(Some records)
-- -- --

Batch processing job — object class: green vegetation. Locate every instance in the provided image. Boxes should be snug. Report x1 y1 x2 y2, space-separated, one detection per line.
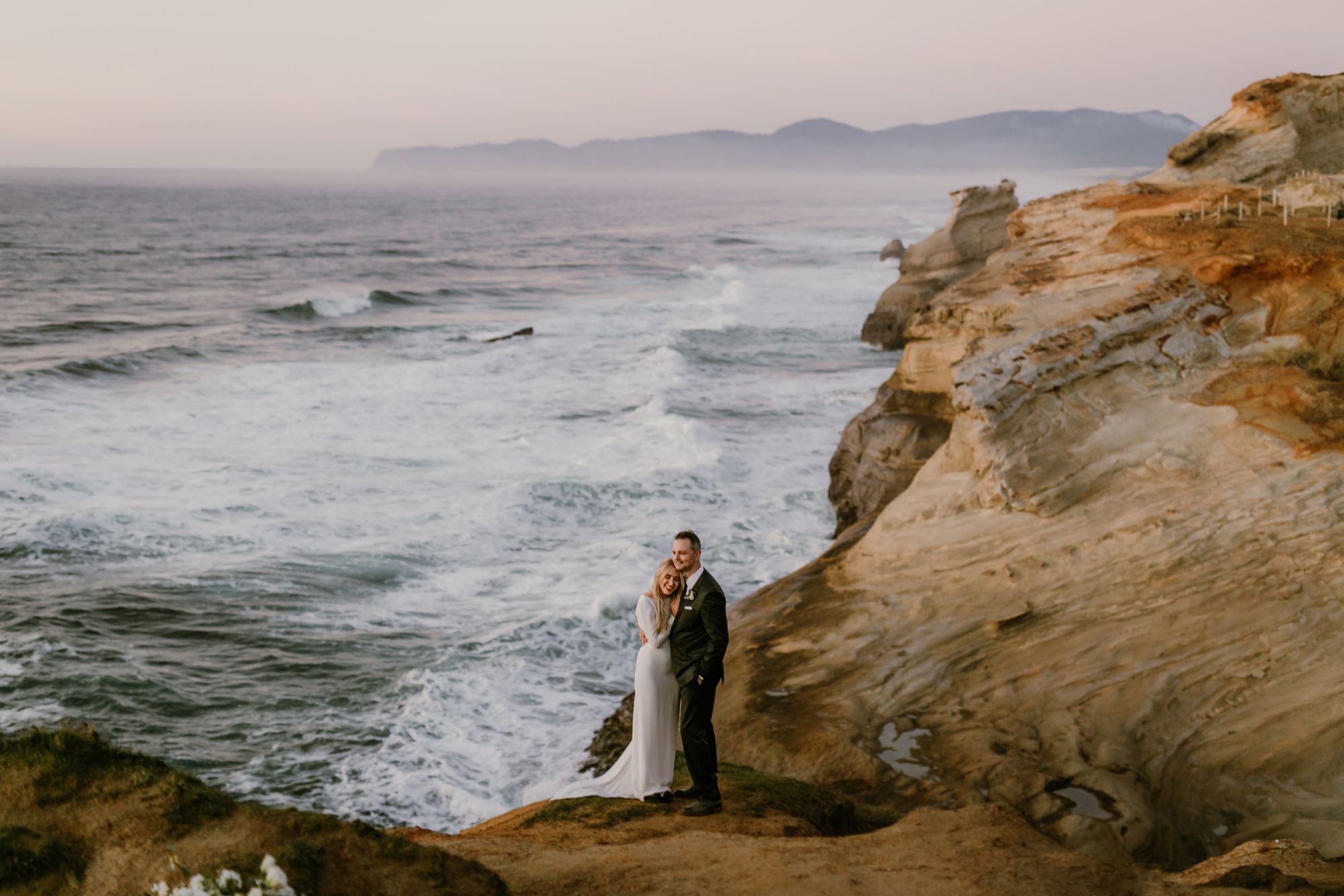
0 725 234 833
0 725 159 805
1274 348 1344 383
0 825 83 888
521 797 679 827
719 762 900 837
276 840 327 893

-- -- --

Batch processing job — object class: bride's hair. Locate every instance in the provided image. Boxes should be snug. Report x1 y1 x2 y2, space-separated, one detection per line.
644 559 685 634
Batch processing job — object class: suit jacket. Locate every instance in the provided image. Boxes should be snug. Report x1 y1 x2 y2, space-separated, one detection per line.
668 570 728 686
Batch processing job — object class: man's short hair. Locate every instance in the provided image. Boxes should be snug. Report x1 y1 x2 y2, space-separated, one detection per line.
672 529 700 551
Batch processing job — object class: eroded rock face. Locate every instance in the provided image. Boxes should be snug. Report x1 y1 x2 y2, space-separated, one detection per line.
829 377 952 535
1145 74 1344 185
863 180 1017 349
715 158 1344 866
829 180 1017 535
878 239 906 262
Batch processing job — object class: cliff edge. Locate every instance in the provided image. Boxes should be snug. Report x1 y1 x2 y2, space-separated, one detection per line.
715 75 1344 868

-- -- --

What is expected> Reproduce the part that opens with the line containing "Batch processing job — object class: man's" and closes with the line containing "715 75 1344 868", replacing "object class" with "target class" everywhere in it and leaving everything else untouched.

Solution to this task>
Batch processing job — target class: man's short hair. Locate every instance in the provided image. Boxes should be snug. Report x1 y1 x2 y2, space-separated, one detection per line.
672 529 700 551
Batch processing job — target class: eroded rock face. Locate every instance in the provided image. Boxes should be snug. Report x1 y1 x2 y2, space-separated, one detection per line.
829 377 952 535
1145 74 1344 185
863 180 1017 349
715 158 1344 866
829 180 1017 535
878 239 906 262
Batch processing job — target class: cliff edge. Locate every instance in the provided image. Boxes should be snug. Report x1 y1 x2 y2, space-separated, one detection per line.
715 75 1344 868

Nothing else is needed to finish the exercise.